**Stated problem**
Can you reproduce every one of the records below word for word?

# START OF Stored records

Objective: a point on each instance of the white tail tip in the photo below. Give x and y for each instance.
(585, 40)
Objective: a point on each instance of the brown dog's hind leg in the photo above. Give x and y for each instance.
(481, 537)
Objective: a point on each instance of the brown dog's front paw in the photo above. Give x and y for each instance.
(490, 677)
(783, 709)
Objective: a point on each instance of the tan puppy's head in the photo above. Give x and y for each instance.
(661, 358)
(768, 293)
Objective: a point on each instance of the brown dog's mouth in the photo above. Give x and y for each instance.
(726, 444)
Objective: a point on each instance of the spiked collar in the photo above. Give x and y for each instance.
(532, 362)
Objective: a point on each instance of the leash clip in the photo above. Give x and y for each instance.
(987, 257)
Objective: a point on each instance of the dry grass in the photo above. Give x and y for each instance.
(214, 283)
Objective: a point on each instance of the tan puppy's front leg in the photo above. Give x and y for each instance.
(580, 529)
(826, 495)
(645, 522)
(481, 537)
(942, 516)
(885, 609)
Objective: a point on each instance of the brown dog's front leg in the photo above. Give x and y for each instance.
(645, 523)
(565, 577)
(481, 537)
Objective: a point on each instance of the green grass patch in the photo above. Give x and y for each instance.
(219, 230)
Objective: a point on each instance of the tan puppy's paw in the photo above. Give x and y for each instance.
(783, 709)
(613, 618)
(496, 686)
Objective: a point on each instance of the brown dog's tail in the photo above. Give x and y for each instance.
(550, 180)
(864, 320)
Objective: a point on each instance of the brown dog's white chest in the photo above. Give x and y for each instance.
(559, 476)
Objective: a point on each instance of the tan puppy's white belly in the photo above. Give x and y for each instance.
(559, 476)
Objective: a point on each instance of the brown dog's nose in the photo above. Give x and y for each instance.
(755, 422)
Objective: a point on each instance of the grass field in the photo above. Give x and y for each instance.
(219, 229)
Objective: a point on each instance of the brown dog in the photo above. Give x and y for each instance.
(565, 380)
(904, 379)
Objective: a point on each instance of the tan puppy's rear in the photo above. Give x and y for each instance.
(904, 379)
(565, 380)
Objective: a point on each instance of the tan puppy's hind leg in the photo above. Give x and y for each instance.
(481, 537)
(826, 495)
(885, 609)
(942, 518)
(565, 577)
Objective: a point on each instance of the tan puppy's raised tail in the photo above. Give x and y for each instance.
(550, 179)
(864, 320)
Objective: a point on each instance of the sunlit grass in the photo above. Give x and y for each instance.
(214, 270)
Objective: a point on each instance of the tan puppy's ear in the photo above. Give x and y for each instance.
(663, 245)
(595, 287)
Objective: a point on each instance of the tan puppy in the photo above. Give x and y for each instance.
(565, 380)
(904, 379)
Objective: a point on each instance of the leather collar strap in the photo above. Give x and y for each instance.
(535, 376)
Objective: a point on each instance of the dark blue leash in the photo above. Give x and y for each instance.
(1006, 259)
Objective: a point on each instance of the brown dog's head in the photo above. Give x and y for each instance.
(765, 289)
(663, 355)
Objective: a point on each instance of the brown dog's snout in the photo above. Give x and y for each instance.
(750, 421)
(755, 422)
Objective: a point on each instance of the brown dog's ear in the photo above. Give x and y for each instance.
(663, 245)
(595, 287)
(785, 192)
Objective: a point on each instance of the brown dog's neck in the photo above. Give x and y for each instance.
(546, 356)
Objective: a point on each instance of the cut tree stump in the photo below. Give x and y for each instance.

# END OF Stored records

**Worked answer**
Objective: a point on each instance of the white tail tip in the photo below. Give x and y for each instance.
(585, 40)
Objective: a point on each instance of the brown dog's hind leg in the photo above. Give x and y for each instance.
(481, 537)
Objective: a point on each instance of the brown dog's front paw in the photo above. Give x and y for each instance.
(490, 677)
(783, 709)
Objective: a point on each instance of the tan puppy's head in the photo above. Give x and y for each instance.
(661, 358)
(768, 293)
Objective: a point on each instance of the brown dog's mouth in the photo above. Give x and y for each instance.
(726, 444)
Objective: a point on each instance of the spiked collar in the photo above. Give x and y for each instance.
(532, 362)
Objective: a point on each instance of the leash clip in the photo above. Give x and y for each instance.
(987, 257)
Objective: a point on each instance of the dry grass in the photo above. Give x and y for each instance.
(214, 283)
Objective: a point on each instance of the tan puppy's front leg in the photo above. Give x and y for each instance.
(580, 529)
(826, 495)
(645, 522)
(481, 537)
(942, 516)
(885, 609)
Objective: a point on each instance of the brown dog's front leg in the photo above. Give x and y for each instance.
(645, 523)
(565, 577)
(481, 537)
Objective: a point on each instance of the green grass patch in the photo above. Give x and y for each instance.
(219, 230)
Objective: a point on each instance of the tan puppy's paw in the photo above. Give x and y for each instance.
(783, 709)
(613, 618)
(496, 686)
Objective: a point on each instance of the brown dog's tail in the photo above. Give x and y for each instance.
(550, 180)
(864, 320)
Objective: a point on each instance of the brown dog's white chest in the photo above. Give x and y for each instance.
(559, 476)
Objective: a point on each instance of the tan puppy's white belly in the photo above. Give x and y for each instance.
(559, 476)
Objective: a point on each instance of the brown dog's nose in the photo above. Give x and y for each instance.
(755, 422)
Objective: a point on each instance of the grass field in the photo above. Give x and y for each instance.
(219, 229)
Objective: a point on each instance of the brown dog in the photo above. Give x and y for each instance.
(565, 380)
(904, 379)
Objective: a point on each instance of the tan puppy's rear in the photo above. Give x and y for each instance.
(904, 379)
(565, 380)
Objective: a point on each instance of the tan puppy's hind leg in the photo above. Give x and y for each instance.
(481, 537)
(826, 495)
(885, 609)
(942, 518)
(565, 577)
Objective: a point on each instance of the tan puppy's raised tail in the photo above. Give x and y for each instance.
(550, 179)
(864, 320)
Objective: a point on each instance of the sunlit grass in the photo above. Give x and y for each instance.
(214, 270)
Objective: a point on each instance of the tan puppy's ear in the photo above. Give x and y for each instance.
(663, 245)
(595, 287)
Objective: a point on each instance of the tan puppy in the photo above. Give x and y for each instance.
(565, 380)
(904, 379)
Objective: a point on each instance of the leather collar strap in the photo above. Give x and y for each instance.
(535, 376)
Objective: a point on each instance of the dark blue leash in the photo above. Give x and y for each instance.
(1006, 259)
Objective: a point on each instance of the brown dog's head in the photo above. Give x and y for each instance.
(765, 289)
(663, 355)
Objective: a point on each instance of the brown dog's snout in the photo above. Give x and y for each instance.
(750, 421)
(755, 422)
Objective: a point on each instance of the brown dog's ear in the photo above. Give x and y for each instance.
(663, 245)
(595, 287)
(785, 192)
Objective: a point on each instance of the brown dog's neck in the photo above. Give x and y for each instance.
(546, 356)
Objective: a point on each instance of the cut tree stump in the photo below. Give x and y for each instance.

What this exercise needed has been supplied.